*WHAT IS BEING ASKED:* Please give again, exactly and only, the stretch of lines from the one containing "Wildlife-count tagging: point out every instance of the sky" to the end of the entries below.

(Natural-language object grounding data)
▼
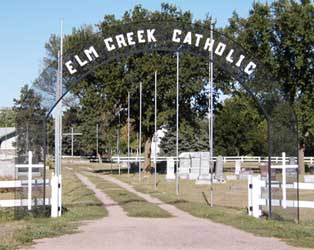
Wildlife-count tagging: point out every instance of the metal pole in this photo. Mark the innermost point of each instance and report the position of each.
(118, 144)
(211, 119)
(155, 137)
(140, 135)
(128, 134)
(60, 120)
(177, 127)
(72, 141)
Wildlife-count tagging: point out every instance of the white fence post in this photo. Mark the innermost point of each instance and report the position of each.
(54, 196)
(284, 181)
(59, 195)
(250, 195)
(255, 195)
(29, 198)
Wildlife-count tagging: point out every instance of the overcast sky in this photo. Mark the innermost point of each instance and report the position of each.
(27, 24)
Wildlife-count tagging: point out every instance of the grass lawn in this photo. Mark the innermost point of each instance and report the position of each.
(194, 200)
(79, 203)
(132, 204)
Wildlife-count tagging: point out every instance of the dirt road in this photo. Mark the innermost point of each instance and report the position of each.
(183, 231)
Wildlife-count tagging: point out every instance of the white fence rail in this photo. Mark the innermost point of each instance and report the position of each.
(252, 159)
(256, 184)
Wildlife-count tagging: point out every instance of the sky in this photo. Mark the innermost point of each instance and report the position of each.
(26, 26)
▲
*REPLY TO THE EXERCISE:*
Wildlife-count tagging: point out every instance of the sky in this photo. Mark the innermost point of each instance and report the position of each.
(26, 26)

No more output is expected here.